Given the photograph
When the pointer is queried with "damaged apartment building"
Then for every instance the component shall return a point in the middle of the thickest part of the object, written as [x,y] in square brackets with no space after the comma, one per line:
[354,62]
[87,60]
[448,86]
——————
- Task prompt: Please format every line of the records above as a JSON list of strings, one string per line, leaving out any blank lines.

- The result:
[
  "Given the photograph",
  "When the pointer is queried with \"damaged apartment building\"",
  "Then for every instance the component shall return a point in the middle of the thickest part of the object, written as [x,y] in square brackets with no space after the comma, one per line:",
  "[354,62]",
  "[87,60]",
  "[448,86]"
]